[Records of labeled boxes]
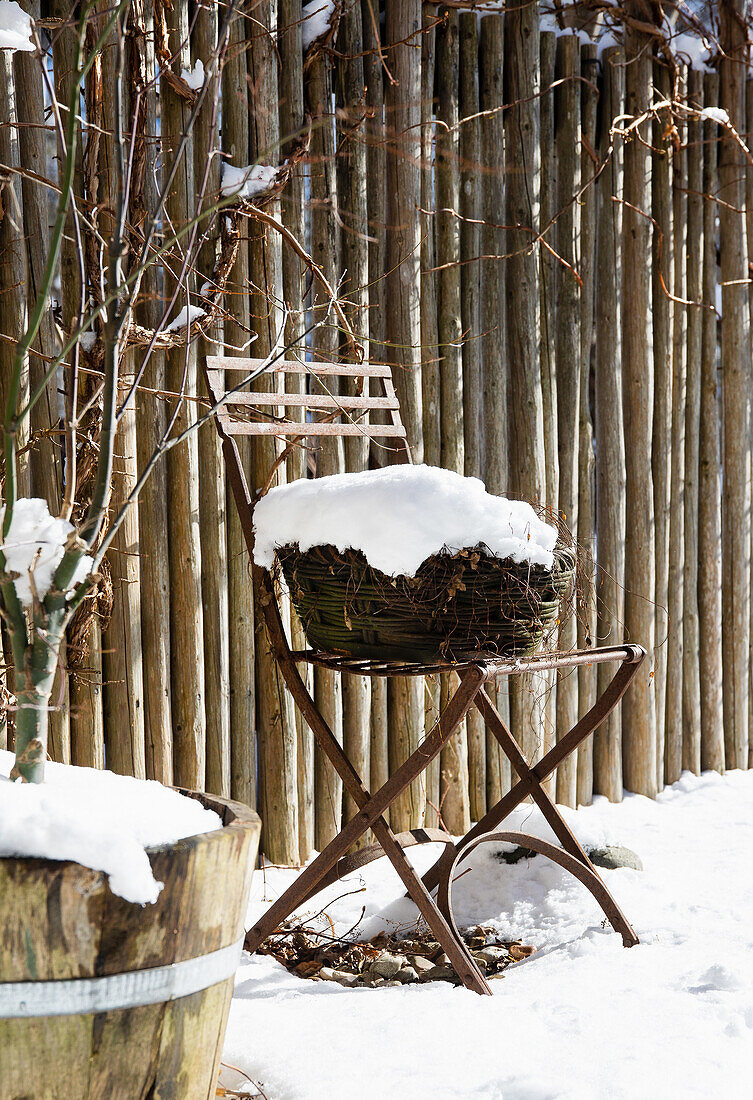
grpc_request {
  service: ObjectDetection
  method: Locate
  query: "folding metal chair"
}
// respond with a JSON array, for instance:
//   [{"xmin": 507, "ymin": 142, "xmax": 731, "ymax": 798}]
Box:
[{"xmin": 204, "ymin": 358, "xmax": 645, "ymax": 993}]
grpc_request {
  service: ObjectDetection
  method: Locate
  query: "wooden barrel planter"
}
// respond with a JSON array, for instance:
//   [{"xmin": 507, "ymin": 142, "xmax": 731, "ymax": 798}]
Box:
[{"xmin": 0, "ymin": 792, "xmax": 261, "ymax": 1100}]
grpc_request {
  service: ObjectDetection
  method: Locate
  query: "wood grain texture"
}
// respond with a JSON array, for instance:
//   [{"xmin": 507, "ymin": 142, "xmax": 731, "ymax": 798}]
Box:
[{"xmin": 0, "ymin": 795, "xmax": 261, "ymax": 1100}]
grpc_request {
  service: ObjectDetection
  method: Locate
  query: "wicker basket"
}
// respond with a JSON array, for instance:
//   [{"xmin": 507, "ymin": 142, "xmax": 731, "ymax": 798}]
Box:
[{"xmin": 277, "ymin": 543, "xmax": 576, "ymax": 660}]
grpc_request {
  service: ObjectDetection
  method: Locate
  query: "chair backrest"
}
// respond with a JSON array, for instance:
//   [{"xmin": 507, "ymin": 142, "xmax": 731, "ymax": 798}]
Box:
[{"xmin": 207, "ymin": 355, "xmax": 410, "ymax": 451}]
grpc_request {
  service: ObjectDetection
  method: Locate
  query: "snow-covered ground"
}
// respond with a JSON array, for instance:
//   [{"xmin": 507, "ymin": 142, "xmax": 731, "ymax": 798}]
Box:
[{"xmin": 223, "ymin": 771, "xmax": 753, "ymax": 1100}]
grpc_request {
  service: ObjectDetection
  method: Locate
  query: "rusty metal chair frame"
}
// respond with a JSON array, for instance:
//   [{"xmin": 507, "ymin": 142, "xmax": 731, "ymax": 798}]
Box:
[{"xmin": 204, "ymin": 358, "xmax": 645, "ymax": 993}]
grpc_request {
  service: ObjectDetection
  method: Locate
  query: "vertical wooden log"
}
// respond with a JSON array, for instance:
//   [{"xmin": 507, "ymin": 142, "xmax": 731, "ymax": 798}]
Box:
[
  {"xmin": 385, "ymin": 0, "xmax": 425, "ymax": 829},
  {"xmin": 361, "ymin": 0, "xmax": 386, "ymax": 820},
  {"xmin": 17, "ymin": 0, "xmax": 68, "ymax": 763},
  {"xmin": 651, "ymin": 62, "xmax": 674, "ymax": 783},
  {"xmin": 307, "ymin": 32, "xmax": 344, "ymax": 851},
  {"xmin": 698, "ymin": 73, "xmax": 724, "ymax": 772},
  {"xmin": 246, "ymin": 0, "xmax": 301, "ymax": 864},
  {"xmin": 458, "ymin": 12, "xmax": 486, "ymax": 822},
  {"xmin": 505, "ymin": 3, "xmax": 546, "ymax": 774},
  {"xmin": 478, "ymin": 14, "xmax": 510, "ymax": 805},
  {"xmin": 594, "ymin": 48, "xmax": 625, "ymax": 802},
  {"xmin": 658, "ymin": 74, "xmax": 687, "ymax": 787},
  {"xmin": 719, "ymin": 0, "xmax": 751, "ymax": 768},
  {"xmin": 576, "ymin": 46, "xmax": 599, "ymax": 805},
  {"xmin": 540, "ymin": 31, "xmax": 560, "ymax": 510},
  {"xmin": 421, "ymin": 19, "xmax": 441, "ymax": 828},
  {"xmin": 159, "ymin": 4, "xmax": 207, "ymax": 790},
  {"xmin": 622, "ymin": 10, "xmax": 656, "ymax": 796},
  {"xmin": 554, "ymin": 35, "xmax": 582, "ymax": 806},
  {"xmin": 336, "ymin": 4, "xmax": 372, "ymax": 846},
  {"xmin": 134, "ymin": 0, "xmax": 173, "ymax": 784},
  {"xmin": 222, "ymin": 8, "xmax": 255, "ymax": 806},
  {"xmin": 191, "ymin": 6, "xmax": 230, "ymax": 798},
  {"xmin": 682, "ymin": 69, "xmax": 704, "ymax": 774},
  {"xmin": 436, "ymin": 8, "xmax": 470, "ymax": 835},
  {"xmin": 98, "ymin": 7, "xmax": 146, "ymax": 785},
  {"xmin": 277, "ymin": 0, "xmax": 315, "ymax": 861}
]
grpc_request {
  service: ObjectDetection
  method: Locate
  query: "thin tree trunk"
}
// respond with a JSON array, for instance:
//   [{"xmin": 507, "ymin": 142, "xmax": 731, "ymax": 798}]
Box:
[
  {"xmin": 719, "ymin": 0, "xmax": 751, "ymax": 768},
  {"xmin": 651, "ymin": 63, "xmax": 674, "ymax": 783},
  {"xmin": 554, "ymin": 35, "xmax": 582, "ymax": 806},
  {"xmin": 698, "ymin": 73, "xmax": 724, "ymax": 772},
  {"xmin": 576, "ymin": 40, "xmax": 599, "ymax": 806},
  {"xmin": 658, "ymin": 83, "xmax": 687, "ymax": 788},
  {"xmin": 622, "ymin": 12, "xmax": 656, "ymax": 796},
  {"xmin": 191, "ymin": 6, "xmax": 231, "ymax": 798},
  {"xmin": 252, "ymin": 0, "xmax": 299, "ymax": 864},
  {"xmin": 594, "ymin": 48, "xmax": 625, "ymax": 802},
  {"xmin": 682, "ymin": 69, "xmax": 704, "ymax": 774},
  {"xmin": 222, "ymin": 15, "xmax": 257, "ymax": 806},
  {"xmin": 385, "ymin": 0, "xmax": 425, "ymax": 829}
]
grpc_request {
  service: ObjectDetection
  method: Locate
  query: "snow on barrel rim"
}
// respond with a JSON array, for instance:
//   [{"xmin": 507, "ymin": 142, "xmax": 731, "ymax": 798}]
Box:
[{"xmin": 254, "ymin": 465, "xmax": 557, "ymax": 576}]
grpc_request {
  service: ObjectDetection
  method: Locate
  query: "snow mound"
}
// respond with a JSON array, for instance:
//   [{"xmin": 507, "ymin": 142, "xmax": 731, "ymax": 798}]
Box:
[
  {"xmin": 222, "ymin": 164, "xmax": 279, "ymax": 199},
  {"xmin": 301, "ymin": 0, "xmax": 335, "ymax": 51},
  {"xmin": 0, "ymin": 496, "xmax": 91, "ymax": 607},
  {"xmin": 254, "ymin": 465, "xmax": 557, "ymax": 576},
  {"xmin": 0, "ymin": 751, "xmax": 222, "ymax": 905},
  {"xmin": 0, "ymin": 0, "xmax": 35, "ymax": 53}
]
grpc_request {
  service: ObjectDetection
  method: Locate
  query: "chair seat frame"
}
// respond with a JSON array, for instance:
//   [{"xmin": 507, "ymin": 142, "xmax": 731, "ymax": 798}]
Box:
[{"xmin": 207, "ymin": 356, "xmax": 645, "ymax": 994}]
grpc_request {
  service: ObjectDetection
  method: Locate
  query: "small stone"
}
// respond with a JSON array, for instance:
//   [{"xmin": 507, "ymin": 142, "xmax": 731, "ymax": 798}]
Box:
[
  {"xmin": 395, "ymin": 966, "xmax": 419, "ymax": 986},
  {"xmin": 419, "ymin": 966, "xmax": 458, "ymax": 981},
  {"xmin": 369, "ymin": 952, "xmax": 407, "ymax": 979},
  {"xmin": 475, "ymin": 947, "xmax": 510, "ymax": 966},
  {"xmin": 410, "ymin": 955, "xmax": 434, "ymax": 974},
  {"xmin": 588, "ymin": 844, "xmax": 643, "ymax": 871}
]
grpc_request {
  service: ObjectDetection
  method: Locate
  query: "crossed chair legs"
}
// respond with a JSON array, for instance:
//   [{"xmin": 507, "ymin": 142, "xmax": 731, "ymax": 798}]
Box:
[{"xmin": 245, "ymin": 646, "xmax": 644, "ymax": 993}]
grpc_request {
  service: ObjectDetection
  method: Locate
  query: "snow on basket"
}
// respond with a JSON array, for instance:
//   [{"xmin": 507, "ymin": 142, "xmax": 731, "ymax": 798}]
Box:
[{"xmin": 254, "ymin": 465, "xmax": 575, "ymax": 660}]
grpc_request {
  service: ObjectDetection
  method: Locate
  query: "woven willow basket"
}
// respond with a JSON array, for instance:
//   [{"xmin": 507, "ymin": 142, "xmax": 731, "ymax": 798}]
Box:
[{"xmin": 277, "ymin": 543, "xmax": 576, "ymax": 661}]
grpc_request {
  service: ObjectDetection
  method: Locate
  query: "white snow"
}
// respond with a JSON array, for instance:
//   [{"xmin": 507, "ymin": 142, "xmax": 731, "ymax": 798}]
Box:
[
  {"xmin": 164, "ymin": 306, "xmax": 204, "ymax": 332},
  {"xmin": 222, "ymin": 164, "xmax": 279, "ymax": 199},
  {"xmin": 223, "ymin": 771, "xmax": 753, "ymax": 1100},
  {"xmin": 180, "ymin": 57, "xmax": 207, "ymax": 91},
  {"xmin": 301, "ymin": 0, "xmax": 335, "ymax": 50},
  {"xmin": 698, "ymin": 107, "xmax": 730, "ymax": 127},
  {"xmin": 0, "ymin": 497, "xmax": 92, "ymax": 607},
  {"xmin": 254, "ymin": 465, "xmax": 556, "ymax": 576},
  {"xmin": 0, "ymin": 751, "xmax": 222, "ymax": 905},
  {"xmin": 0, "ymin": 0, "xmax": 36, "ymax": 53}
]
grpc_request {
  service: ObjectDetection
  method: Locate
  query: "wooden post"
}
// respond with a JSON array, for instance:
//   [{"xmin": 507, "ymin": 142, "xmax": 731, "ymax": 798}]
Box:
[
  {"xmin": 336, "ymin": 4, "xmax": 372, "ymax": 846},
  {"xmin": 651, "ymin": 62, "xmax": 674, "ymax": 784},
  {"xmin": 698, "ymin": 73, "xmax": 724, "ymax": 771},
  {"xmin": 576, "ymin": 40, "xmax": 599, "ymax": 805},
  {"xmin": 478, "ymin": 14, "xmax": 510, "ymax": 805},
  {"xmin": 277, "ymin": 0, "xmax": 315, "ymax": 861},
  {"xmin": 16, "ymin": 0, "xmax": 68, "ymax": 763},
  {"xmin": 622, "ymin": 12, "xmax": 656, "ymax": 798},
  {"xmin": 252, "ymin": 0, "xmax": 299, "ymax": 864},
  {"xmin": 682, "ymin": 69, "xmax": 704, "ymax": 774},
  {"xmin": 594, "ymin": 47, "xmax": 625, "ymax": 802},
  {"xmin": 421, "ymin": 19, "xmax": 441, "ymax": 828},
  {"xmin": 539, "ymin": 31, "xmax": 560, "ymax": 506},
  {"xmin": 222, "ymin": 6, "xmax": 255, "ymax": 806},
  {"xmin": 361, "ymin": 0, "xmax": 391, "ymax": 821},
  {"xmin": 191, "ymin": 6, "xmax": 231, "ymax": 798},
  {"xmin": 436, "ymin": 8, "xmax": 470, "ymax": 834},
  {"xmin": 658, "ymin": 72, "xmax": 687, "ymax": 788},
  {"xmin": 719, "ymin": 0, "xmax": 751, "ymax": 768},
  {"xmin": 134, "ymin": 0, "xmax": 173, "ymax": 784},
  {"xmin": 554, "ymin": 34, "xmax": 582, "ymax": 806},
  {"xmin": 385, "ymin": 0, "xmax": 425, "ymax": 829},
  {"xmin": 458, "ymin": 12, "xmax": 486, "ymax": 822},
  {"xmin": 97, "ymin": 4, "xmax": 146, "ymax": 789}
]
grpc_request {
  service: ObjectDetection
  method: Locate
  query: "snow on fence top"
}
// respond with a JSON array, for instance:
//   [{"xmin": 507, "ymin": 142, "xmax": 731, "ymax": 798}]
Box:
[
  {"xmin": 254, "ymin": 465, "xmax": 557, "ymax": 576},
  {"xmin": 0, "ymin": 751, "xmax": 222, "ymax": 905}
]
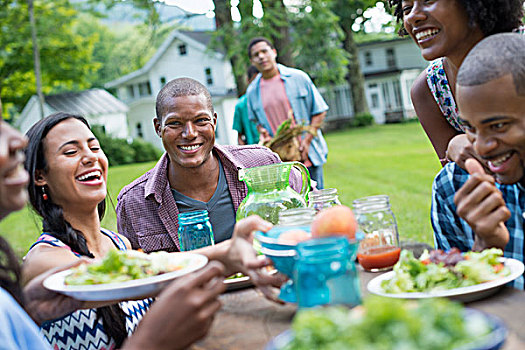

▸ **Task**: Pick out each line in the items above that contains the word "basket" and copy those lines.

▸ **Solution below**:
  query: "wicker basket"
  query: "snow on basket"
  query: "woven willow basket"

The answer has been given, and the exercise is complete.